**What you need to do**
Go through the data below and count every line that has the word "forest". Return only the count.

**Records provided**
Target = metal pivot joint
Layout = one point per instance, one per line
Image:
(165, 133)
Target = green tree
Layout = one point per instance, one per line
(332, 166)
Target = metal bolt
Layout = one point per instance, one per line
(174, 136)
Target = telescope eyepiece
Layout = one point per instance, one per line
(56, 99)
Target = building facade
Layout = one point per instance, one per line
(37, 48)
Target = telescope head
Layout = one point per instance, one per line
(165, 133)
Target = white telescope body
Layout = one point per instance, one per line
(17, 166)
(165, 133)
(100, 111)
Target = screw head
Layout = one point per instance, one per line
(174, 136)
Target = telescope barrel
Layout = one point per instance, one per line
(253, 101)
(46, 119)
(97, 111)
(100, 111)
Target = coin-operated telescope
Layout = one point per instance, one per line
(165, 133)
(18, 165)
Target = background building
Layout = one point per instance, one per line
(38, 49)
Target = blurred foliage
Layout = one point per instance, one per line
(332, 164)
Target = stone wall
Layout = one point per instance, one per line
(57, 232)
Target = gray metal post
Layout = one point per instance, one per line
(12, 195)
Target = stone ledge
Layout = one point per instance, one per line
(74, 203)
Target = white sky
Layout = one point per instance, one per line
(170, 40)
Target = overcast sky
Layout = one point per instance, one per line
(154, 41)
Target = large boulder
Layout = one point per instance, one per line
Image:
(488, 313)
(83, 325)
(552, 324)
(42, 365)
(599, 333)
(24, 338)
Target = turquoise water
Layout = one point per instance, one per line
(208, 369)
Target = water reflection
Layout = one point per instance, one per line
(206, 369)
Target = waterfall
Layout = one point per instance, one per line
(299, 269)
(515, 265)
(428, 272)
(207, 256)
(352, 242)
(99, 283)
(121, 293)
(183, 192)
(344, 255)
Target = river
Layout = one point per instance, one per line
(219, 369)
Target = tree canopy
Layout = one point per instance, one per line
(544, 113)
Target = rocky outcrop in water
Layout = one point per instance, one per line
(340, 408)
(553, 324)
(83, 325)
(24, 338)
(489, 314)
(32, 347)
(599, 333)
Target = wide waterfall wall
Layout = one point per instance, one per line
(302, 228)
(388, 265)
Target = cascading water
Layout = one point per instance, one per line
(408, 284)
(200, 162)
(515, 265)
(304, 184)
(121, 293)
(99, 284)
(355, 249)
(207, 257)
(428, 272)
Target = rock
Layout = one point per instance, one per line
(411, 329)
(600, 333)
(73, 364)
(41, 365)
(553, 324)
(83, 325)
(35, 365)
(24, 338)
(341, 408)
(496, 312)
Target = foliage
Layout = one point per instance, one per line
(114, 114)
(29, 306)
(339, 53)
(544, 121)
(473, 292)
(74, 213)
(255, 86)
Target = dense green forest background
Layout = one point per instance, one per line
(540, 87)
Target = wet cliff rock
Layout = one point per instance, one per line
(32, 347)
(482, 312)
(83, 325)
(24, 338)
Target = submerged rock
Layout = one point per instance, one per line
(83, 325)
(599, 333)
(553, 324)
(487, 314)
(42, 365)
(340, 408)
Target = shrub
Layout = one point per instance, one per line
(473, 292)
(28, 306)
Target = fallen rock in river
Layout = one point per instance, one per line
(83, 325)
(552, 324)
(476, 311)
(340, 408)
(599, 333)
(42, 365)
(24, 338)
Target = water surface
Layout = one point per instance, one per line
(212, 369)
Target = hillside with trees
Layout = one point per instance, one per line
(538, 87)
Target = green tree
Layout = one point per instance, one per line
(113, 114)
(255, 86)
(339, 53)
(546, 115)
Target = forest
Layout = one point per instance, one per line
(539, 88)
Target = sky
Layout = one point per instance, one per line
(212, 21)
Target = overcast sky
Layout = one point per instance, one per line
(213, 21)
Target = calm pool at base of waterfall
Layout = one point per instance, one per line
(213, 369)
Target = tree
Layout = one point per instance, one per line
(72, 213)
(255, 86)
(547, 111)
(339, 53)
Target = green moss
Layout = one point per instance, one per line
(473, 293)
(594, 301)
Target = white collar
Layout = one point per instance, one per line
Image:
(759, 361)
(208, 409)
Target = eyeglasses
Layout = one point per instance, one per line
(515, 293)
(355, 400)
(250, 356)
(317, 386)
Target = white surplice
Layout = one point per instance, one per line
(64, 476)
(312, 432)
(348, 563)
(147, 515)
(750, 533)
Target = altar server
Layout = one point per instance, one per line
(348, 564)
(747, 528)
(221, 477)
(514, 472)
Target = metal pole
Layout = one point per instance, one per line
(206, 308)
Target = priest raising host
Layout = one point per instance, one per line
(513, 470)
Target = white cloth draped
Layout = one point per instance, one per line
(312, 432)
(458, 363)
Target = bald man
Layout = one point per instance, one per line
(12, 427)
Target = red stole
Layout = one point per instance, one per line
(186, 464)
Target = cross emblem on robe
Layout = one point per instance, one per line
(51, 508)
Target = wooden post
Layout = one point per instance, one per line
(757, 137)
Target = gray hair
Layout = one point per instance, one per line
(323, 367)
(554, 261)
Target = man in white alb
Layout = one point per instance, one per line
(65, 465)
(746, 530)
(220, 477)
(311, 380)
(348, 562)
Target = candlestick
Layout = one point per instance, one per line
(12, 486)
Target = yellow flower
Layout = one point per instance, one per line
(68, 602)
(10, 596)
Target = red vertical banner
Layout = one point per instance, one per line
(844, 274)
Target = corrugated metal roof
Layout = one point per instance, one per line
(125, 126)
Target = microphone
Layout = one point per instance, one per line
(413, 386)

**Task answer**
2